SELECTED TEXT >>
* start *
1. G*Power Sample Size Calculation

Hi Everyone,

First, let me say that I am thrilled to find this forum! It has been a while since I have taken Stats I and II, and I will be the first to admit that I struggled my way through it then. I have a project that is going to require some data analysis coming up, and I was wondering if anyone would be willing to look over my sample size calculation and tell me if I am on the right track? Here's what I have:

Design: 2x3x2 Three-way factorial ANOVA
Population: Unknown (est. is greater than 100,000). Single group.
Confidence Interval: 95%
Effect Size: Small or Medium

I am using G*Power 3.1.3, and the information below is what I have entered in the fields. I have colored the areas that I am really not certain about, but if you see anything else that looks out of place, please let me know.

Test Family: F Tests
Statistical Test: ANOVA, Fixed effects, special, main effects, and interactions
Type of Power Analysis: A priori

Effect size: .10
error prob: .05
Power (1-b error prob): .8
Degrees Freedom: 2
Number of groups: 12

Thanks,

2. Re: G*Power Sample Size Calculation

Are you doing a fixed effect ANOVA or is your analysis using random effects? I did not see that in your comments (although most use fixed effects). Remember if you are using a priori this is supposed to occur before you have seen the data (a point I consider artificial but the field does not). Is it reasonable that the effect size is .1 (I don't know why you decided on this value).

4. Re: G*Power Sample Size Calculation

Hi,

Thanks for the response

This is social science research (survey method) and I am using the variables of introvert/extrovert (2 levels), motivation category (3 levels), and gender (2 levels) on time. Thus, I would think they would all fall in the category of "fixed."

I have not seen the data yet. I know I will need to do a post test once it is collected. I chose .1 for the effect size because I thought that a smaller effect was better, but I need to calculate the sample size correctly before I can see if that will even be feasible. If its not, then I am most likely looking at a .25 for a medium effect, correct? I think that medium is the standard. I also noticed that the power defaults to .95, I wonder if I should use that rather than a .8? Any thoughts?

5. Re: G*Power Sample Size Calculation

Is not personality and motivation typically measured using continuous scales? If you have taken a continuous scale and made it into a categorical one this can have a range of negative implications for your analysis.

7. Re: G*Power Sample Size Calculation

Originally Posted by Lazar
Is not personality and motivation typically measured using continuous scales? If you have taken a continuous scale and made it into a categorical one this can have a range of negative implications for your analysis.
* end *
MATERIAL PROVIDED >>
* start *
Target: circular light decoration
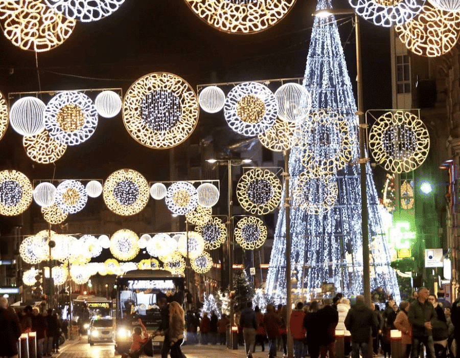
* end *
WHAT YOU ARE ASKED TO DO >> Print the stretch of the forum thread on G*Power sample size calculation from "Are you doing" through "on this value)." word for word.

THE COMPLETED TASK >>
Are you doing a fixed effect ANOVA or is your analysis using random effects? I did not see that in your comments (although most use fixed effects). Remember if you are using a priori this is supposed to occur before you have seen the data (a point I consider artificial but the field does not). Is it reasonable that the effect size is .1 (I don't know why you decided on this value).